* **OBJETIVO PLANTEADO**
Responde estas preguntas sobre el artículo acerca de cómo reparar un texto de ficción:
1. ¿Cuáles son los dos tipos de razones por las que se echa a perder un texto de ficción?
2. Según el artículo, ¿cómo puede fallar un relato que está internamente bien reparado?
3. ¿Qué se tiene, según el artículo, aunque no exista una respuesta totalmente satisfactoria?

* **ARTÍCULO**
= = = = =
Para hablar de cómo reparar un texto de ficción primero hay que hablar de cómo se echa a perder un texto de ficción.
Y un texto de ficción se echa a perder por dos tipos de razones: las razones artesanales y por un grupo de razones a las que de momento voy a llamar simplemente “las otras razones”.
Me detendré solo por un instante en las artesanales. No es que les quite importancia, para nada. Todo, hasta el último detalle material de un texto, la elección de la letra, la disposición de las palabras en la página, los espacios, las pausas, la puntuación, las cuestiones estructurales de una narración, la confección de las situaciones, el desarrollo de capacidades descriptivas, esto es, todo aquello que interviene directamente en el balance interno de un relato, puede y debe ser susceptible de una reparación.
Ahora bien, aquí aparece un primer misterio: un relato puede estar internamente bien reparado. Sus elementos pueden cumplir con todos los requisitos que la artesanía prescribe como virtudes y, sin embargo, fallar como cuento, como obra de arte.
¿Por qué sucedería algo así? ¿Por qué si un aprendiz de escritor —y esta es una pregunta que todo aprendiz de escritor se hace en algún momento— hace todo bien, si se ha construido una arquitectura narrativa sólida en todos los aspectos, por qué, sin embargo, tengo la sensación de que mi cuento naufraga? Y al contrario, ¿por qué un artefacto con evidentes defectos de construcción, redacción y técnica, consigue sin embargo elevarse a la condición de obra de arte?
No existe una respuesta totalmente satisfactoria para estas preguntas, pero sí tenemos algunos indicios. Unas pocas pistas.
= = = = =
[Entradas listadas en un conjunto de datos]
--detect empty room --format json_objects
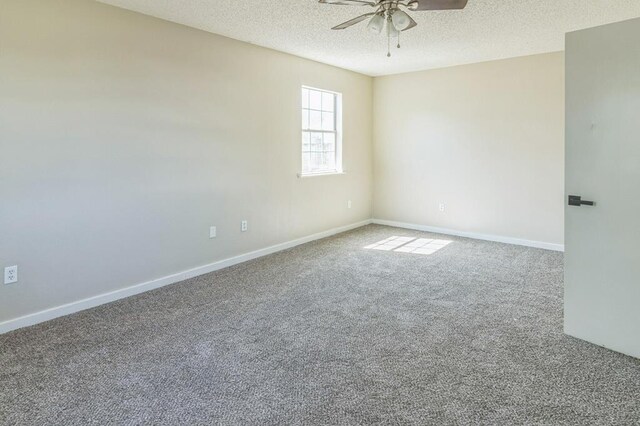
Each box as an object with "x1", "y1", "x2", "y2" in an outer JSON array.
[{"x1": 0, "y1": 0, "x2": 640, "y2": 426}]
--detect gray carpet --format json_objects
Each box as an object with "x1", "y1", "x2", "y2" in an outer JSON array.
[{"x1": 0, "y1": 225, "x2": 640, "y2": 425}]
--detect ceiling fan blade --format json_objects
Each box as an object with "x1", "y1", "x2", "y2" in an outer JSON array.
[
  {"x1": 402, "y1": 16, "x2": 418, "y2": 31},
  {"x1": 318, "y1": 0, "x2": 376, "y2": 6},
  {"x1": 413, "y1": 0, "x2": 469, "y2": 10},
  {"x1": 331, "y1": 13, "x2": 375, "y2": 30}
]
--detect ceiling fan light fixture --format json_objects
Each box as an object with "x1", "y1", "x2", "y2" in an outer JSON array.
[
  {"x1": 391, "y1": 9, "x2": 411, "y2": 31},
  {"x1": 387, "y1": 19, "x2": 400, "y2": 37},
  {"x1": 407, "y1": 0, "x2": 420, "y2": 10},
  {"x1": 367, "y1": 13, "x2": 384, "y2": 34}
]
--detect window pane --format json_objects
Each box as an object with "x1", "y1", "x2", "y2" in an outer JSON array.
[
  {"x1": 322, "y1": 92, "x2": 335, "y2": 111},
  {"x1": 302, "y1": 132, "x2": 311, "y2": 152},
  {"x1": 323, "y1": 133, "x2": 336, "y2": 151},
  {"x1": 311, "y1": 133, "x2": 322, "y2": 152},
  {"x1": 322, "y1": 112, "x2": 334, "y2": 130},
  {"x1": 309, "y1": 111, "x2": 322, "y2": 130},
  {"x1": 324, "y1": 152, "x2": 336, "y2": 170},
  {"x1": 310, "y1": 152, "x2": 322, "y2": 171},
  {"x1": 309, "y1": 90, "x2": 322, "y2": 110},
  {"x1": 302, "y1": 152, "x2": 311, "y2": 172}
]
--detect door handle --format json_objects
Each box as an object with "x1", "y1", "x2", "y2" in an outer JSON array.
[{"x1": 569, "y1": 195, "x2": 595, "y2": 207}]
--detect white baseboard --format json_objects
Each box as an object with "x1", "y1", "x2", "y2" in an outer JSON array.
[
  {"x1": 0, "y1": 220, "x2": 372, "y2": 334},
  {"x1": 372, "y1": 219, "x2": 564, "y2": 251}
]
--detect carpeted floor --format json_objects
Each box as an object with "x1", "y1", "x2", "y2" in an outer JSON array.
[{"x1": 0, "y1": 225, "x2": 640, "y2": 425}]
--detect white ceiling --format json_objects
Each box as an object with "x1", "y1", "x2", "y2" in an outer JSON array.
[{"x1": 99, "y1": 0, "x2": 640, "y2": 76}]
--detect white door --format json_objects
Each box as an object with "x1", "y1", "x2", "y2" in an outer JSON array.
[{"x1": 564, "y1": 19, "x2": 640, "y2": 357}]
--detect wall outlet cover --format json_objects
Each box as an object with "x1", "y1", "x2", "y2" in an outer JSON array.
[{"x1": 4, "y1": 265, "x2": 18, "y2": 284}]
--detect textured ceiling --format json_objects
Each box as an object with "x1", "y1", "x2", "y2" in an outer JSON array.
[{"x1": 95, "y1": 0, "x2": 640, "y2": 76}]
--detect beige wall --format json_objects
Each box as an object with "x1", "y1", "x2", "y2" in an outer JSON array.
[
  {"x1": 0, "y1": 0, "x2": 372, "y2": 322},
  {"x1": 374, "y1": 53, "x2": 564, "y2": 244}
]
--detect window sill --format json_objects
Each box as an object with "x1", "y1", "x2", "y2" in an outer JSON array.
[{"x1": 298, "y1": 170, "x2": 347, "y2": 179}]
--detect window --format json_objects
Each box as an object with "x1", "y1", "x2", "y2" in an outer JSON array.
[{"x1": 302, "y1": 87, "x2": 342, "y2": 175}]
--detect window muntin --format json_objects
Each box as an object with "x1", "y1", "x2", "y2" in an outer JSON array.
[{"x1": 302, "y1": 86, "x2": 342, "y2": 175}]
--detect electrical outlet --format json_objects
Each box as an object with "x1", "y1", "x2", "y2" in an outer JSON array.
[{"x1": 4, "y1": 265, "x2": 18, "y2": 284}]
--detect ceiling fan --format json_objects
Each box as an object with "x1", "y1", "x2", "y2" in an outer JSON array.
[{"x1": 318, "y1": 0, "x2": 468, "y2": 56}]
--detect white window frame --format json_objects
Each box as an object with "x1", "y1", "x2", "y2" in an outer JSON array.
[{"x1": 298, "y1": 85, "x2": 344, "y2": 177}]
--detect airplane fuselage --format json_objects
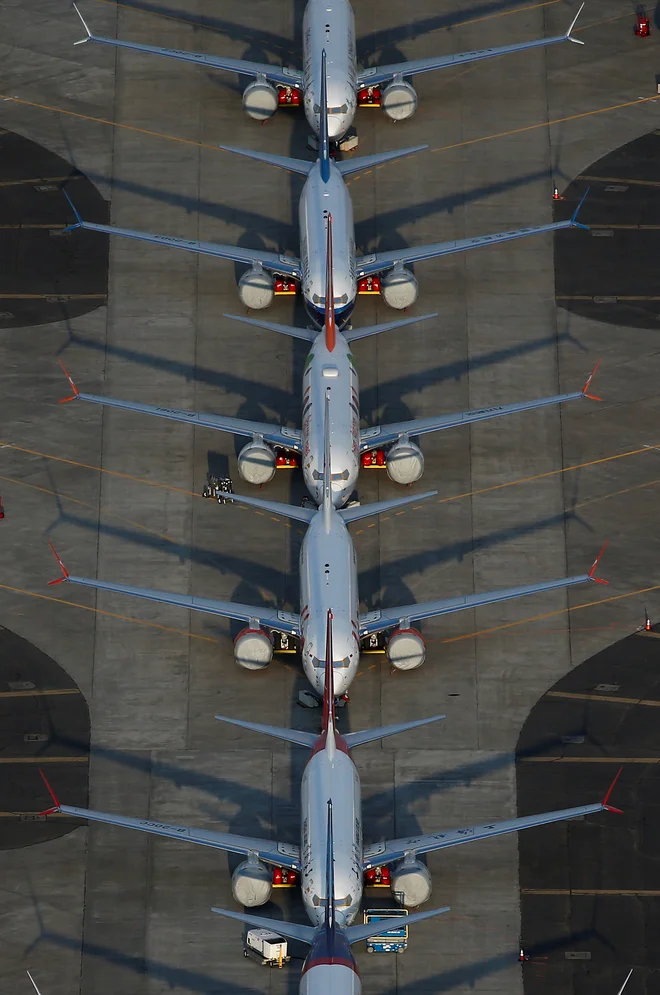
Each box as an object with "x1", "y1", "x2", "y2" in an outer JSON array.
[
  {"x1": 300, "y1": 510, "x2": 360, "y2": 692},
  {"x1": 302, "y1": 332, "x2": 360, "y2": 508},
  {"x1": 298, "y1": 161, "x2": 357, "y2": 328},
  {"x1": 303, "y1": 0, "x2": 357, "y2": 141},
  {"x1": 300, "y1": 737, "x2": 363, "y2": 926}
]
= = = = =
* **RESULTADO DEL EJERCICIO**
1. Las razones artesanales y un grupo de razones llamadas de momento "las otras razones".
2. Puede fallar como cuento, como obra de arte.
3. Algunos indicios, unas pocas pistas.